> [Texto proporcionado]
━━━━
Sin la más mínima dilación, el sanchismo se aprovechó de esa prórroga ilegal del estado de alarma, realizando controles exhaustivos a la sociedad y entorpeciendo deliberadamente su evolución natural y sometiéndola a arbitrariedades más propias de regímenes totalitarios que de Gobiernos democráticos. Comenzó, como es lógico, recortando derechos, para cargarse al individuo libre e independiente y aborregarlo, dejándolo sin ideas y sin iniciativas propias.
En este caso concreto, el nefasto sanchismo comenzó a tomar decisiones arbitrariamente y sin el menor control. Y como no le gustan las críticas, procuró acallar las voces discordantes con medidas restrictivas y, sobre todo, recortando la libertad de expresión. Así evita, que los medios de comunicación, que aún son libres e independientes, puedan censurar su desafortunada gestión de los asuntos públicos. Y para evitar malos entendidos, se dedicó a regular de manera sumamente clara y precisa, los límites que no deben ser traspasados.
━━━━
> [Material mostrado]
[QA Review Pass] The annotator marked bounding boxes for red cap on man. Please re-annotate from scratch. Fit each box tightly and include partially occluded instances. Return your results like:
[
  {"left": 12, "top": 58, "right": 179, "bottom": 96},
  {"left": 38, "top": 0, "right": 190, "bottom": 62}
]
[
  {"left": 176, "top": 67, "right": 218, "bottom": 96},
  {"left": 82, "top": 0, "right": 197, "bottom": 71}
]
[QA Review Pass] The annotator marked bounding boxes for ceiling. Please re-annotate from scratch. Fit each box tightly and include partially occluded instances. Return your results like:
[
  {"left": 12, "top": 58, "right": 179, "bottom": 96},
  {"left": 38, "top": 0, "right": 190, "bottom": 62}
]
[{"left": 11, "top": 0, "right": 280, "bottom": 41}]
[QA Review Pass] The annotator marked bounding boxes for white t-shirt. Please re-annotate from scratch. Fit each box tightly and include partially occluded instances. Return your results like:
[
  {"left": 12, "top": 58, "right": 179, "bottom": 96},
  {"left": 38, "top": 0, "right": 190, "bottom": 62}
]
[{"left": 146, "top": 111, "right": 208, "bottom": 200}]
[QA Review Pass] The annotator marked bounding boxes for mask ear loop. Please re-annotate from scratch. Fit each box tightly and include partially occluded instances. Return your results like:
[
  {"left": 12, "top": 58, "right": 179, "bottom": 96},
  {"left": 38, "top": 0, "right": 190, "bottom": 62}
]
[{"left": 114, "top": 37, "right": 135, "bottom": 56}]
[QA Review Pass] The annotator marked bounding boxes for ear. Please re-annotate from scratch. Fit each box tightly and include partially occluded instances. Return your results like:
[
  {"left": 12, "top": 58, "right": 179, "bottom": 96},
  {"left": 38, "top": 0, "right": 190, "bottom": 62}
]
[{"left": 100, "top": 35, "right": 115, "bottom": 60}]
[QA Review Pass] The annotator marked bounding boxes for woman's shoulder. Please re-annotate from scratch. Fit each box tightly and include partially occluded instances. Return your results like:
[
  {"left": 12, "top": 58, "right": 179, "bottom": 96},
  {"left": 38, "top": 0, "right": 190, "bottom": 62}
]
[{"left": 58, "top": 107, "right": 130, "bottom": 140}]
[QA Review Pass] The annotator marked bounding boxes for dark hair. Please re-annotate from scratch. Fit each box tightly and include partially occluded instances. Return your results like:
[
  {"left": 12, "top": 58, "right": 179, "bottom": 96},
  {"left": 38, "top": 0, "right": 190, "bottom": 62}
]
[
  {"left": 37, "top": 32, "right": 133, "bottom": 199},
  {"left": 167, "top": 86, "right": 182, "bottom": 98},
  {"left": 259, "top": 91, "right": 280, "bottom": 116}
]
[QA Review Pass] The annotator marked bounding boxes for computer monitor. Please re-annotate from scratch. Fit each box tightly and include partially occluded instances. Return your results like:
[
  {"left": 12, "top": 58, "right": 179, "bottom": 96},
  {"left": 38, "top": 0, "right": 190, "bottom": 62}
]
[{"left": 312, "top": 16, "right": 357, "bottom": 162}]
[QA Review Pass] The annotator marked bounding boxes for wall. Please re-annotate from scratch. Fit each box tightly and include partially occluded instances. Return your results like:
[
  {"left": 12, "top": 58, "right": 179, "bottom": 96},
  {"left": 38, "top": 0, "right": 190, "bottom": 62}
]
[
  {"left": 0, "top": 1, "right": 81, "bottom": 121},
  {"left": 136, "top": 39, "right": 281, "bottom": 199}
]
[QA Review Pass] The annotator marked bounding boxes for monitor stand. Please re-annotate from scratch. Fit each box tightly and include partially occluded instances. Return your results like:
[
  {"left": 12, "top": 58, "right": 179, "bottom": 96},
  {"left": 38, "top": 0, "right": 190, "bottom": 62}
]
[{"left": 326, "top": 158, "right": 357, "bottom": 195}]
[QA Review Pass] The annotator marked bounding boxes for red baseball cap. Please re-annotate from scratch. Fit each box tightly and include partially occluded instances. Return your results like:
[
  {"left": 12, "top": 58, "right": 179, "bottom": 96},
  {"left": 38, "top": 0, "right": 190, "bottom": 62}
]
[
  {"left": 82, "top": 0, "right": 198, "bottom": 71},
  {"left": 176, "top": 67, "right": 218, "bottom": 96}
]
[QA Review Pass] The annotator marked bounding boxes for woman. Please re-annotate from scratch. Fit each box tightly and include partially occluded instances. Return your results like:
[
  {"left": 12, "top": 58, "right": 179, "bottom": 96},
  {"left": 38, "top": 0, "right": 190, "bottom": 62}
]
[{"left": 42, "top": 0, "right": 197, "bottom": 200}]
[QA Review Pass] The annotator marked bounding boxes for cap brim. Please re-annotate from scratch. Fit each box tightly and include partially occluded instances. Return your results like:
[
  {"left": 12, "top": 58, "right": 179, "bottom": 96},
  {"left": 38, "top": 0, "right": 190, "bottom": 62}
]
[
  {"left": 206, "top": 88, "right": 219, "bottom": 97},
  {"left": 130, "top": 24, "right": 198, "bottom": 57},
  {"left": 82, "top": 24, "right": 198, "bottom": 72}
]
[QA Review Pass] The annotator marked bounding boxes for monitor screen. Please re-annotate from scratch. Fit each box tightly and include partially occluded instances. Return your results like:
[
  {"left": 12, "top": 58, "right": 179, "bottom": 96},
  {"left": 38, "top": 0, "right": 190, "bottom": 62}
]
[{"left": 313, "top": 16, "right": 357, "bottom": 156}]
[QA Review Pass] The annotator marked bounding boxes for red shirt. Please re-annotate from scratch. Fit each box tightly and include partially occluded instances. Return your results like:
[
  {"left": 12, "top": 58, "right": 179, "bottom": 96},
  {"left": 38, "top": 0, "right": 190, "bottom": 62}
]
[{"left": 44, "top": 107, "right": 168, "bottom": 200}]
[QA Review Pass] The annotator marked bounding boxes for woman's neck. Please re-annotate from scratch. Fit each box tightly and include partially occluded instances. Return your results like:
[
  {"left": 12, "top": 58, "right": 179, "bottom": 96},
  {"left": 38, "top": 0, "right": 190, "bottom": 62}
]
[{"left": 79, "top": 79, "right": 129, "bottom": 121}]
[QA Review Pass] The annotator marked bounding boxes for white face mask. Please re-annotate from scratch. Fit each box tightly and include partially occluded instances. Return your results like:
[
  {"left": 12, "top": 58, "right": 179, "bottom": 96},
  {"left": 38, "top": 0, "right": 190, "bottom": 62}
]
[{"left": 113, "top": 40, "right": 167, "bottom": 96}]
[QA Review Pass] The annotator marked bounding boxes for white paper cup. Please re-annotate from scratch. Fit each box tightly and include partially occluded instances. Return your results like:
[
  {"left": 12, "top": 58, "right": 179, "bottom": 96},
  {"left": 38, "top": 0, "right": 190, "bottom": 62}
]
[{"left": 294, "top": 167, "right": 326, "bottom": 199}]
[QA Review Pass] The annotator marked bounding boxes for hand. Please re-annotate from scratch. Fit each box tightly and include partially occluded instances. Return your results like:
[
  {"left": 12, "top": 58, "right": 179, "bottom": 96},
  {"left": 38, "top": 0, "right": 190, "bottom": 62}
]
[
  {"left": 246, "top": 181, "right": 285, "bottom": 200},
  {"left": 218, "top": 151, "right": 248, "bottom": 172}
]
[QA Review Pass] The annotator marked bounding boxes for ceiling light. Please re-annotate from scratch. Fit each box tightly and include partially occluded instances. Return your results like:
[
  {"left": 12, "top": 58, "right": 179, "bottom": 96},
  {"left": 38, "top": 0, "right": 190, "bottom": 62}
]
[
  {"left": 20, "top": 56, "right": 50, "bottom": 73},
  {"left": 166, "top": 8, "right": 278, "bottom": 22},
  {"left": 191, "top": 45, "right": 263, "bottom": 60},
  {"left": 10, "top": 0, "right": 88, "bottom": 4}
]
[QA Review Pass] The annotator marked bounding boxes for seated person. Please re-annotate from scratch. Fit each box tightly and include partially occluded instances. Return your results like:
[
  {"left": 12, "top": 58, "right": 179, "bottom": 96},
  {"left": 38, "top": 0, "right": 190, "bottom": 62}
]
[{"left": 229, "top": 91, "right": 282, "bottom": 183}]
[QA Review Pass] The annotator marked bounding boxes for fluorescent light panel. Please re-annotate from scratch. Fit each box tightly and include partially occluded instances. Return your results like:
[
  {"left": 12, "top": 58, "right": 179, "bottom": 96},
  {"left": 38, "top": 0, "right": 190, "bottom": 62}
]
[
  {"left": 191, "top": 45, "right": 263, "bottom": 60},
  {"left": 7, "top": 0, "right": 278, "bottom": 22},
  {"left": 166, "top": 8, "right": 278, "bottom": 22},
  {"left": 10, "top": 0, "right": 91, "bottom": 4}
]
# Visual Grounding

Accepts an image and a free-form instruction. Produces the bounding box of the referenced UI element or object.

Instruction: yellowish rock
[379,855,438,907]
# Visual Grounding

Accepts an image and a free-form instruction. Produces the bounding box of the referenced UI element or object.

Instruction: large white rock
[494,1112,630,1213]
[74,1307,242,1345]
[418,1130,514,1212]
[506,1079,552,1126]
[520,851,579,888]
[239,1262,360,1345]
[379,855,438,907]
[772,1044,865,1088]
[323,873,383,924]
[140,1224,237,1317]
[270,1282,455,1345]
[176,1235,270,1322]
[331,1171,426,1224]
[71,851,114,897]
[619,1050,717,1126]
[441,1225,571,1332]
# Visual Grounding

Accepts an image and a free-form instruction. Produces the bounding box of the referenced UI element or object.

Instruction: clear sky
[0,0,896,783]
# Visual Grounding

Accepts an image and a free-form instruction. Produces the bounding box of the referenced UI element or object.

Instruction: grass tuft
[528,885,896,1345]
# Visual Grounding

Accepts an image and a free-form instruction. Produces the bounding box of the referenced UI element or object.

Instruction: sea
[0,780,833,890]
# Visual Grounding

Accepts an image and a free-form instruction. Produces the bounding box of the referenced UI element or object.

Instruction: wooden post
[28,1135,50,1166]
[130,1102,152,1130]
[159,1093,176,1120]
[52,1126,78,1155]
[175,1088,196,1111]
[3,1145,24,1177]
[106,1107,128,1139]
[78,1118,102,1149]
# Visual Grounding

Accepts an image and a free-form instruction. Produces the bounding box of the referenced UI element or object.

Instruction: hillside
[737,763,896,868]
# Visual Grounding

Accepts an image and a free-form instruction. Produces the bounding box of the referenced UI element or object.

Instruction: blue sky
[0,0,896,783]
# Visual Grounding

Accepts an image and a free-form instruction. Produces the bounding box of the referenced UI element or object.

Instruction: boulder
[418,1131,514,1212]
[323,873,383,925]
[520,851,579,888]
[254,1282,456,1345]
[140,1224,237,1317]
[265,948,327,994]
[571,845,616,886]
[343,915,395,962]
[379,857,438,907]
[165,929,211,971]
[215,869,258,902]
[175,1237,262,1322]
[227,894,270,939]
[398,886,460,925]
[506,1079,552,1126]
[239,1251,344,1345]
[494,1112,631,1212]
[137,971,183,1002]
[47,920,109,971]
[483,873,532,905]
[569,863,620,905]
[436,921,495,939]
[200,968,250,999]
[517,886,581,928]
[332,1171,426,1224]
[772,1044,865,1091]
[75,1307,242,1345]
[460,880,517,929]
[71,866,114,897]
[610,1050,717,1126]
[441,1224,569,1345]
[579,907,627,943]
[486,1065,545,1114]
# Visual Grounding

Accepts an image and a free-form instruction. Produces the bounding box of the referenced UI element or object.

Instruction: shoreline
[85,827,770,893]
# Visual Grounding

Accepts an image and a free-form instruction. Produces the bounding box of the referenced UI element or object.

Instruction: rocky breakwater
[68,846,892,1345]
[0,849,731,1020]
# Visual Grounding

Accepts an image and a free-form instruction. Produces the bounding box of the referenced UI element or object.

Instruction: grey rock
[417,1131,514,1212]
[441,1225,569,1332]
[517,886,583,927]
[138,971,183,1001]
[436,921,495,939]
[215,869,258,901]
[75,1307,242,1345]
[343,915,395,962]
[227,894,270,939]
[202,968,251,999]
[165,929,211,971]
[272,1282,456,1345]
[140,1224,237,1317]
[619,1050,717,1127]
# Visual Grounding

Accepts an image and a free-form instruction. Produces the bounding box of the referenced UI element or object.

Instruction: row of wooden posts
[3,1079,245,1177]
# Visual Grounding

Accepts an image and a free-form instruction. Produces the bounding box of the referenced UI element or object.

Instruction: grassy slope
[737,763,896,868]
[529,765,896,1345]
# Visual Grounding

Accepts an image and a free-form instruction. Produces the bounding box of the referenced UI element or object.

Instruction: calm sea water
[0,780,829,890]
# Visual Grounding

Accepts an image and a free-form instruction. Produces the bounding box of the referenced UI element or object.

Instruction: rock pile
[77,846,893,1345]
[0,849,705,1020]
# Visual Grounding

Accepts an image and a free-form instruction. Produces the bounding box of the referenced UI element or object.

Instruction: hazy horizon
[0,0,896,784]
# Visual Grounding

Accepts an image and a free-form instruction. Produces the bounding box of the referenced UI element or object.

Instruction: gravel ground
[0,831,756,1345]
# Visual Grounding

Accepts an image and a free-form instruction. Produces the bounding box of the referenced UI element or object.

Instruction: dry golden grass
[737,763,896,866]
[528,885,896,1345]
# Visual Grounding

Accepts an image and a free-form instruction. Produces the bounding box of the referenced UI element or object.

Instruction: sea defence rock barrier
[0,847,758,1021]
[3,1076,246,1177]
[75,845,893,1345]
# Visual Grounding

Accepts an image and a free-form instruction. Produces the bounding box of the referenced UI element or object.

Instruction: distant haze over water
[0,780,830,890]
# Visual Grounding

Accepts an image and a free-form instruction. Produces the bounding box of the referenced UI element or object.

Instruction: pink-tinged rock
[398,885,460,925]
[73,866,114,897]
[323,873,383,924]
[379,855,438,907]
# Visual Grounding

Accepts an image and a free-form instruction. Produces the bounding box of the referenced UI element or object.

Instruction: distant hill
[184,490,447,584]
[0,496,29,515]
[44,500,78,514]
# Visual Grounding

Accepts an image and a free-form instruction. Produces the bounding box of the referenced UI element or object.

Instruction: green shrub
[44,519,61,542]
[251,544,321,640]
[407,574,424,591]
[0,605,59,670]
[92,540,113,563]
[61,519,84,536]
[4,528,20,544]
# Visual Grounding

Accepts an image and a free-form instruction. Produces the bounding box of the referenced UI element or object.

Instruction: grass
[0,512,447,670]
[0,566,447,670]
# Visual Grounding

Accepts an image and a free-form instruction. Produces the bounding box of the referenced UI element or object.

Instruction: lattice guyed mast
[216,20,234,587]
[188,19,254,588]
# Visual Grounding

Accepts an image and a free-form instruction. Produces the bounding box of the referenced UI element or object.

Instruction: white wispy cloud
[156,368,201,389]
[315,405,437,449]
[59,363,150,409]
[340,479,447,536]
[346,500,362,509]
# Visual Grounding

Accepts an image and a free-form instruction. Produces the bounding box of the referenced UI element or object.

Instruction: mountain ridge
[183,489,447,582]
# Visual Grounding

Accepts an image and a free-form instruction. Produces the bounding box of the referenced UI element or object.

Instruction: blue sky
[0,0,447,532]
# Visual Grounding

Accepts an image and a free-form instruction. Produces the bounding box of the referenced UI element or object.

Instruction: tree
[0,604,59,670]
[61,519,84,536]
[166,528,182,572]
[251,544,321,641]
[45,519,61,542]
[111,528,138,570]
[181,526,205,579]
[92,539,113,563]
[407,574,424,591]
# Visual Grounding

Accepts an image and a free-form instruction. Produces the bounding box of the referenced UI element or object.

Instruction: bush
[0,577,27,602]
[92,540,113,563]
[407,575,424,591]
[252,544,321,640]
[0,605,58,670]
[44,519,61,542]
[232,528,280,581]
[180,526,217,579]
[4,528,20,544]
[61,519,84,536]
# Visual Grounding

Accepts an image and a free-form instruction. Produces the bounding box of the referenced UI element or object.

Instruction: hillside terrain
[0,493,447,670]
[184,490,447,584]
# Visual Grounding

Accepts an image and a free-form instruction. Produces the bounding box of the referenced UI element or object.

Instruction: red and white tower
━━━━
> [Enunciado A]
Indique si cada una de las siguientes afirmaciones concuerda con el texto sobre el estado de alarma. Responda sí o no en cada caso y cite textualmente las palabras del texto que lo deciden.
(i) El texto califica de ilegal la prórroga del estado de alarma.
(ii) Según el texto, el sanchismo recortó la libertad de expresión para silenciar las críticas.
(iii) El texto sostiene que los medios de comunicación ya han perdido por completo su independencia.
> [Enunciado B]
Prosiga el texto sobre el estado de alarma a partir de su última oración, con el mismo tono y punto de vista.

> [Respuesta correcta A]
(i) Sí: «esa prórroga ilegal del estado de alarma».
(ii) Sí: «procuró acallar las voces discordantes con medidas restrictivas y, sobre todo, recortando la libertad de expresión».
(iii) No: «los medios de comunicación, que aún son libres e independientes».

> [Respuesta correcta B]
De todos modos, debemos tener en cuenta que, para el presidente Sánchez, es mucho más importante la verdad oficial que la verdad real. Y eso es precisamente lo que le llevó a crear un organismo muy similar al orwelliano Ministerio de la Verdad, con el encargo especial de vigilar las noticias falsas que aparecen frecuentemente en las redes sociales.
Según la orden ministerial que crea ese organismo, la prerrogativa de determinar qué informaciones son falsas o no, corresponde exclusivamente al Ejecutivo. Porque esa era la mejor manera de “influir en la sociedad” y poner coto a los bulos que inundan las redes, ofreciendo en todo momento a los ciudadanos una “información veraz y diversa”.